* [ARTICLE]
>> START

# Dataset exploration

This assignment is designed to help you get a sense of the raw data we often work with as researchers. For this assignment, you will be using `pandas` in addition to your own knowledge of linguistic structure from the readings. This assignment requires the qualitative and quantitative assessment of several parts of a very small corpus. 

The coding components of this assignment will largely require loading in the data and building a simple input system that allows you to classify two instances of the same string as they appear in different sentences as meaning the same or different things. 

The assignment is designed to give you a feel for what we want out of computational models of semantic representations of words and also give you experience doing annotation for NLP tasks.

# The problem: Ambiguous words

Language is often ambiguous, with the same string or series of sounds corresponding to different meanings. This **ambiguity** leads to challenges for NLP, such as distinguishing between seriousness and sarcasm (e.g., "That was great"), or between completely different, unrelated meanings (e.g., "I couldn't bear to part with it" vs. "The bear did not want to part with it"). Often, we are interested in identifying what meaning a word has in context. Can we properly guess what a speaker means by "bear", or "great"?

>> END

* [RECORDS PROVIDED]
>> START

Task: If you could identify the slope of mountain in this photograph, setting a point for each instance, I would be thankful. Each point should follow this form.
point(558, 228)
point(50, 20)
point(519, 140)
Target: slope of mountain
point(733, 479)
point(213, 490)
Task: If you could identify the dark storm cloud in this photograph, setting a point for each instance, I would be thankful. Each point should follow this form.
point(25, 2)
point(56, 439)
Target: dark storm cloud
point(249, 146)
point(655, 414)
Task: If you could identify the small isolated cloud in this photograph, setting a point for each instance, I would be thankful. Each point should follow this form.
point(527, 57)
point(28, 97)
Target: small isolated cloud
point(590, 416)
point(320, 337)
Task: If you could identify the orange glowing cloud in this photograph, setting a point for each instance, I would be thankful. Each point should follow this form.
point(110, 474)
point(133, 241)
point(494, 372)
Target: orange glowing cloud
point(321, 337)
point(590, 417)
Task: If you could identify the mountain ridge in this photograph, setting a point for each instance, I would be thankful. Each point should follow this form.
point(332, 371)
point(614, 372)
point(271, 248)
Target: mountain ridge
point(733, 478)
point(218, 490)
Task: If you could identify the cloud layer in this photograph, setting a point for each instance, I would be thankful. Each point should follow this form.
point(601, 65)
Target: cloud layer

>> END
>> START

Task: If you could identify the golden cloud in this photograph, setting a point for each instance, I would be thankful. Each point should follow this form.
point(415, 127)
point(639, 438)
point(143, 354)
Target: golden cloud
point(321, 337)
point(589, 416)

>> END
>> START

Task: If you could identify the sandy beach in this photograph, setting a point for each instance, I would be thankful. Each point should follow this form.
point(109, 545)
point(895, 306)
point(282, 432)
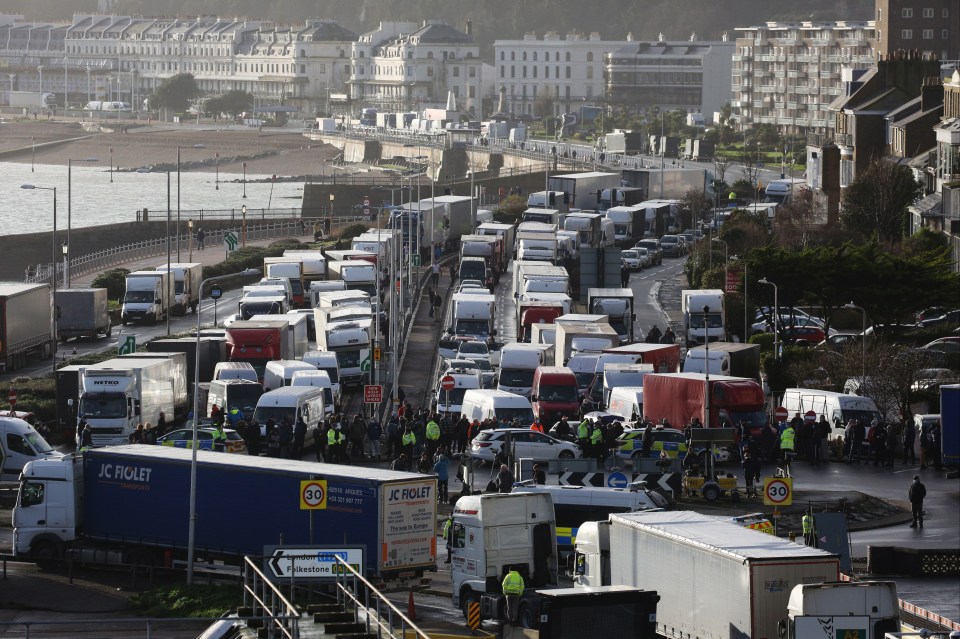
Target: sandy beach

>> END

* [EXERCISE TASK 1]
Answer these questions about the assignment text, one answer per line:
(a) Which tool does the assignment text say you will use alongside your own knowledge of linguistic structure?
(b) What example sentence does it give for telling seriousness apart from sarcasm?
(c) Besides a feel for what is wanted from computational models, what experience is the assignment meant to give you?
* [EXERCISE TASK 2] Retype the entries, starting with the line that contains "Task: If you could identify the slope" and going on through the line that contains "Target: cloud layer".

* [EXERCISE RESPONSE 1]
(a) `pandas`
(b) "That was great"
(c) Experience doing annotation for NLP tasks.

* [EXERCISE RESPONSE 2]
Task: If you could identify the slope of mountain in this photograph, setting a point for each instance, I would be thankful. Each point should follow this form.
point(558, 228)
point(50, 20)
point(519, 140)
Target: slope of mountain
point(733, 479)
point(213, 490)
Task: If you could identify the dark storm cloud in this photograph, setting a point for each instance, I would be thankful. Each point should follow this form.
point(25, 2)
point(56, 439)
Target: dark storm cloud
point(249, 146)
point(655, 414)
Task: If you could identify the small isolated cloud in this photograph, setting a point for each instance, I would be thankful. Each point should follow this form.
point(527, 57)
point(28, 97)
Target: small isolated cloud
point(590, 416)
point(320, 337)
Task: If you could identify the orange glowing cloud in this photograph, setting a point for each instance, I would be thankful. Each point should follow this form.
point(110, 474)
point(133, 241)
point(494, 372)
Target: orange glowing cloud
point(321, 337)
point(590, 417)
Task: If you could identify the mountain ridge in this photograph, setting a point for each instance, I would be thankful. Each point should follow this form.
point(332, 371)
point(614, 372)
point(271, 248)
Target: mountain ridge
point(733, 478)
point(218, 490)
Task: If you could identify the cloud layer in this photograph, setting a point for each instance, I would be thankful. Each point should follow this form.
point(601, 65)
Target: cloud layer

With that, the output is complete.